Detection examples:
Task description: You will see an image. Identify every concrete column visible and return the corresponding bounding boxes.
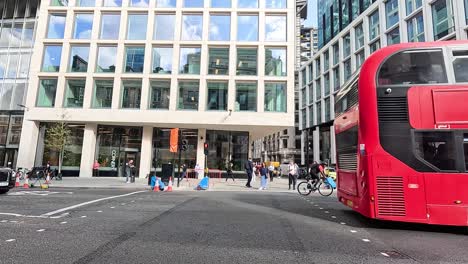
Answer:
[80,124,97,178]
[16,118,39,168]
[197,128,207,179]
[140,126,153,178]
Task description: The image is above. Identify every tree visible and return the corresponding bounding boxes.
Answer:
[45,122,71,174]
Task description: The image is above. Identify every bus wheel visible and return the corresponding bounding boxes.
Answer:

=== Goal ===
Rewrite all the lines above, putting "box coordinates" wherever "bounding boxes" appears and keeping everything else the same. Omit the pictures from your answer.

=== The answer ===
Task description: You will see an image. Identify every concrete column visible and return the corresponding box coordinates.
Answer:
[80,124,97,178]
[16,118,39,168]
[197,128,207,179]
[140,126,153,178]
Task description: The image is above. Identify every tree visible and return the corresponding box coordinates.
Answer:
[45,122,71,174]
Task description: The image is above. Identify every bus wheel visible and return the corresponding box coordinates.
Answer:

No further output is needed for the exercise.